* Directions *
Once the line containing "pixel 695 516" is found in the entries below, restate it and each following line word for word, stopping after the line containing "pixel 762 786".

+++++

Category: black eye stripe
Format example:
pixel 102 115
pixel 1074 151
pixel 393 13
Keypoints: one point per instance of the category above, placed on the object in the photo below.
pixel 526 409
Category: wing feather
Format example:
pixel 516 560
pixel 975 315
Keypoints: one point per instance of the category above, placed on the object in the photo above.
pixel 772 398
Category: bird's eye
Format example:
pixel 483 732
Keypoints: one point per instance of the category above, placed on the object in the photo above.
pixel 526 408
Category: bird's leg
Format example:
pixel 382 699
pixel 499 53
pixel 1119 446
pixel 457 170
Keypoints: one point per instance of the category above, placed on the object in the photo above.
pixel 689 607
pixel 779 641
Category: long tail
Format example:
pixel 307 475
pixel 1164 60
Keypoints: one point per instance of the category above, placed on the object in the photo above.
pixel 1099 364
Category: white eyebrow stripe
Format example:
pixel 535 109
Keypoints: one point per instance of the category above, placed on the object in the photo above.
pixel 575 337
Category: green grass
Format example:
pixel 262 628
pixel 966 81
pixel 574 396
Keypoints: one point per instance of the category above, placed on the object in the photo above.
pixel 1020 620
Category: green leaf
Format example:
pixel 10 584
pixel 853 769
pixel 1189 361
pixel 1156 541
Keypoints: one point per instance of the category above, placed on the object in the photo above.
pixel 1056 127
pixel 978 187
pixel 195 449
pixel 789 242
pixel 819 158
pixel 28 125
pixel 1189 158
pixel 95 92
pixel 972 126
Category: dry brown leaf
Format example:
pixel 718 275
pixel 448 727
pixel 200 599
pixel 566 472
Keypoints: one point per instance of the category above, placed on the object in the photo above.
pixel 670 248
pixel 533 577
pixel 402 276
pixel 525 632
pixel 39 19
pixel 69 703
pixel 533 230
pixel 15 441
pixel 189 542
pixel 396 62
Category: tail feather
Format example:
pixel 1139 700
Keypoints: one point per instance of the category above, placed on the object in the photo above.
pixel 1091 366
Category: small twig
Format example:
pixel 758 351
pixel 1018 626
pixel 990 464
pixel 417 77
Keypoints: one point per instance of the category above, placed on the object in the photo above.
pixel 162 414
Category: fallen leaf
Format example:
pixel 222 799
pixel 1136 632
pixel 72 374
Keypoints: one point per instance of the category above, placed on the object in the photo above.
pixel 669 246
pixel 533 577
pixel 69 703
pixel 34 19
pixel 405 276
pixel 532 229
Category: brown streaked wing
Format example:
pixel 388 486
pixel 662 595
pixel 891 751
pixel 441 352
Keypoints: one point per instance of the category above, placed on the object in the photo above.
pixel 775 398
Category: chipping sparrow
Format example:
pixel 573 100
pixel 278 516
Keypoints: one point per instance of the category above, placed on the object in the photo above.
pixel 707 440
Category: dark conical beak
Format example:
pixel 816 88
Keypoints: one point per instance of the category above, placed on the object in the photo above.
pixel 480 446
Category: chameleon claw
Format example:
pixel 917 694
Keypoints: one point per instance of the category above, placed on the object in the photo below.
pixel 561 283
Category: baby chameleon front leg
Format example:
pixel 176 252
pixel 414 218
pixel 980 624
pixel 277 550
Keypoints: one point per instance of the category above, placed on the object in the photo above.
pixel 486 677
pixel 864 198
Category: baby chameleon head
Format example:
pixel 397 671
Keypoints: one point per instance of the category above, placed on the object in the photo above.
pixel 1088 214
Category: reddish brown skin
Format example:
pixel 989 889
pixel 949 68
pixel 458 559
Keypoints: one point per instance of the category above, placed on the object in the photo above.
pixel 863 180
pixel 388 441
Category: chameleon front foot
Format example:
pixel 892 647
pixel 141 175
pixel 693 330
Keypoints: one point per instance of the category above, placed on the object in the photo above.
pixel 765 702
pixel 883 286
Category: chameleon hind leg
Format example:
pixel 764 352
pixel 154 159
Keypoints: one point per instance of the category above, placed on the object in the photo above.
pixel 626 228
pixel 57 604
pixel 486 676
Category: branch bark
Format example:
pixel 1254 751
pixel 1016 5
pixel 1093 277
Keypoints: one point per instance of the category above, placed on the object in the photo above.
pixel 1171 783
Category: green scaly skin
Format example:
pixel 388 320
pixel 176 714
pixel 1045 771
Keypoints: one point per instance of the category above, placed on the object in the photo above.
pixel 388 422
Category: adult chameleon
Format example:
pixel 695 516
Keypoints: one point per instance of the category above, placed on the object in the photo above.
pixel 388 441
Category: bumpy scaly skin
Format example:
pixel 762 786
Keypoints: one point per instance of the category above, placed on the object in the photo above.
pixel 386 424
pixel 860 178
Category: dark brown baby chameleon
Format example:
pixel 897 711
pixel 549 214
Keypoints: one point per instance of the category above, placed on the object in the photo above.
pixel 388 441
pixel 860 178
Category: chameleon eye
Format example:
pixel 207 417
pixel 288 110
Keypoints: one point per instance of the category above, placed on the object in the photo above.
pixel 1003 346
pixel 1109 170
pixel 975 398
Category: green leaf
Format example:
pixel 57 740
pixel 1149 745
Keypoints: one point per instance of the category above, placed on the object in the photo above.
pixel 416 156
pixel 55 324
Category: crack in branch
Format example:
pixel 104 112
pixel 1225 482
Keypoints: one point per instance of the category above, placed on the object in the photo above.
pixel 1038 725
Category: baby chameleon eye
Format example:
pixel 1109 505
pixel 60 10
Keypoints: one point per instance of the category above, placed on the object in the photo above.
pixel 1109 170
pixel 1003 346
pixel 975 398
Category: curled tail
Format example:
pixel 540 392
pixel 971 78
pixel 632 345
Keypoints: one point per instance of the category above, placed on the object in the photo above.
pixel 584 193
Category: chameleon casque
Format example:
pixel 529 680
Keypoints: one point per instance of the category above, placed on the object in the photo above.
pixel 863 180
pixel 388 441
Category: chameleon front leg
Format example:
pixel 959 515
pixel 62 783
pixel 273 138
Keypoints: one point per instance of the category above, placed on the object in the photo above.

+++++

* Answer *
pixel 695 516
Keypoints: one point per instance of the category above, placed on the object in the photo above.
pixel 388 441
Category: bumpy scaly skin
Format example:
pixel 762 786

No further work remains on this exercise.